→ **Supplied text**

╔══

I am trying to execute a cython file in parallel. The skeleton of my code is:
def build_DF_single(lo, hi, map[long, set[string]] authors_id_map, map[long, set[string]] authors_org_map,
map[long, set[string]] fos_name_map, map[long, set[string]] publisher_map,
map[long, set[string]] year_map, map[long, set[long]] reference_map,
map[string, double] authors_id_prob, map[string, double] authors_org_prob,
map[string, double] fos_name_prob, map[string, double] publisher_prob,
map[string, double] year_prob, map[string, set[long]] authors_id_co,
map[string, set[long]] authors_org_co, map[string, set[long]] fos_name_co,
map[string, set[long]] publisher_co, map[string, set[long]] year_co,
map[long, vector[double]] doc2vec_map):
for i in tqdm(range(lo, hi)):
line = lines[i]
# Data cleaning on <line>
def mmap(name):
d = joblib.load("mmap/" + name + ".mmap", mmap_mode="r")
gc.collect()
return d
authors_id_prob = mmap("authors_id_prob")
authors_org_prob = mmap("authors_org_prob")
fos_name_prob = mmap("fos_name_prob")

╚══

Data extracted from a collection
╔══

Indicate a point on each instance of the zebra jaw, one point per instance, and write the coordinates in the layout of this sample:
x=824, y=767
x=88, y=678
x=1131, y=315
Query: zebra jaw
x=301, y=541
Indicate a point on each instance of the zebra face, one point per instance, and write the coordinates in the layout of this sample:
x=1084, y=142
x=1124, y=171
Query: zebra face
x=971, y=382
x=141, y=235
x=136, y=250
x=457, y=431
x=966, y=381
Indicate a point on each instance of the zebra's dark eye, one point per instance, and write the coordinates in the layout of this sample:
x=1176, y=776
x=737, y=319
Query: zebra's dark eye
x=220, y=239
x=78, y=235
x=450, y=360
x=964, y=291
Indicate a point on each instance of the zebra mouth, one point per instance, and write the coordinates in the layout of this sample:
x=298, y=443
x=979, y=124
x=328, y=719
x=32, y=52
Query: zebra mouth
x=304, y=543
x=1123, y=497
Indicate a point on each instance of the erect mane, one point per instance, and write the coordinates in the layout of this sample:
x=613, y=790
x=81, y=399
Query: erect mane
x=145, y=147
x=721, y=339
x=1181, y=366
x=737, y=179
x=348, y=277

╚══

→ **Requirement 1**
In the cython code excerpt, what value is passed as mmap_mode when the mmap function loads a file?
→ **Requirement 2**
Write the continuation of the cython code excerpt, picking up after its final line.

→ **Exercise answer 1**
The value "r" is passed as mmap_mode.

→ **Exercise answer 2**
publisher_prob = mmap("publisher_prob")
year_prob = mmap("year_prob")
authors_id_co = mmap("authors_id_co")
authors_org_co = mmap("authors_org_co")
fos_name_co = mmap("fos_name_co")
publisher_co = mmap("publisher_co")
year_co = mmap("year_co")
doc2vec_map = mmap("doc2vec_map")
with open("file", "r") as f:
lines = f.readlines() # Pretty large as well
batch_size = int(math.ceil(len(lines) / n_cpu))
results = Parallel(n_jobs = n_cpu, prefer="threads", max_nbytes=None)(delayed(build_DF_single)(
(i * batch_size), min((i + 1) * batch_size, len(lines)),
authors_id_map, authors_org_map, fos_name_map, publisher_map, year_map, reference_map, authors_id_prob, authors_org_prob, fos_name_prob, publisher_prob, year_prob, authors_id_co, authors_org_co, fos_name_co, publisher_co, year_co, doc2vec_map
) for i in range(n_cpu))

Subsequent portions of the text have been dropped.